> Prompt 1: Please sum up the standing opinion in two sentences.
> Prompt 2: Resume the standing opinion after its last sentence and write the next paragraph.

> Text shown:
····················
Applying this precedent, Judge Varholak evaluated whether Plaintiffs have standing to challenge (1) excessive RK&A fees; (2) imprudent retention of the Active Suite; and (3) imprudent retention of the Royce Fund. Judge Varholak determined that Plaintiffs established constitutional standing to challenge RK&A fees and imprudent retention of the Active Suite because Plaintiffs (1) were subject to the recordkeeping fees and (2) had each invested in at least one of the funds in the Active Suite. (Doc. # 72 at 15-17.) Judge Varholak noted that whether Plaintiffs could adequately represent the interests of other parties with different injuries arising from the same course of action-e.g., injuries arising from funds within the Active Suite that Plaintiffs did not invest in-was a question of class certification, not constitutional standing. (Id.) Plaintiffs do not object to this portion of the Recommendation (Doc. # 73 at 2 n.3), and the Court sees no error in Judge Varholak's well-reasoned analysis.
If a plaintiff has adequately alleged a concrete injury in fact, then it is an issue of class certification whether the plaintiff may properly represent class members whose injuries may be based on funds different than those in which plaintiff invested or suffered injuries. See Kurtz, 511 F.Supp.3d at 1193; Krueger v. Ameriprise Fin., Inc., 304 F.R.D. 559, 567 (D. Minn. 2014).
Plaintiffs do object, however, to Judge Varholak's determination that Plaintiffs lack constitutional standing to challenge the Royce Fund. (Id. at 2-3.) Although Plaintiffs did not invest in the Royce Fund, they contend that they nevertheless have standing to challenge the Royce Fund “based on their injuries from investing in the Active Suite funds selected pursuant to the same challenged process.” (Id. at 4.) Stated differently, Plaintiffs argue that they challenge Defendants' entire “investment monitoring process” and, as a result, have standing to challenge the Royce Fund. (Id. at 3.)
····················
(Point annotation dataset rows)
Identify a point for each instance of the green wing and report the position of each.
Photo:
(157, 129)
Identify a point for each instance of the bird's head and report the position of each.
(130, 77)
····················
> Written reply 1: Judge Varholak found that Plaintiffs have constitutional standing to challenge the RK&A fees and the retention of the Active Suite, because they were subject to the recordkeeping fees and each invested in at least one Active Suite fund, and Plaintiffs do not object to that part of the Recommendation. Plaintiffs do object to the finding that they lack standing to challenge the Royce Fund, arguing that although they did not invest in it, their injuries from the Active Suite funds chosen through the same challenged process give them standing to challenge Defendants' entire investment monitoring process.

> Written reply 2:
Having carefully reviewed de novo the Complaint and applicable case law, the Court is satisfied that it would reach the same conclusion as Judge Varholak that Plaintiffs have not adequately alleged an injury in fact with respect to the Royce Fund. Although Plaintiffs argue in their Objection that they broadly challenge Defendants' entire “investment monitoring process,” the allegations in the Complaint do not support such an expansive interpretation of Plaintiffs' claims. Rather, the allegations establish two distinct breach of fiduciary duty claims with respect to two allegedly imprudent investment offerings: the Active Suite and the Royce Fund. Aside from the conclusory allegation that “Defendants have saddled participants with additional objectively imprudent investment options,” (Doc. # 1 at ¶ 82), there are no allegations connecting any alleged imprudence regarding the Royce Fund with other funds in the Plan. In other words, the Complaint alleges “breach related to an individual fund or funds,” Kurtz, 511 F.Supp.3d at 1193, rather than “a single practice by the defendant that injures both the plaintiff and a third party, although in different ways,” Barrett, 2018 WL 3209108, at *4; see also Santiago v. Univ. of Miami, No. 1:20-cv-21784-GAYLES/LOUIS, 2021 WL 1173164, at *7 (S.D. Fla. Mar. 1, 2021) (“Beyond the bare assertion that Plan participants were harmed by the offering of underperforming investments, the Complaint does not explain how the offering of two funds in which they did not invest caused any of them a concrete injury.”).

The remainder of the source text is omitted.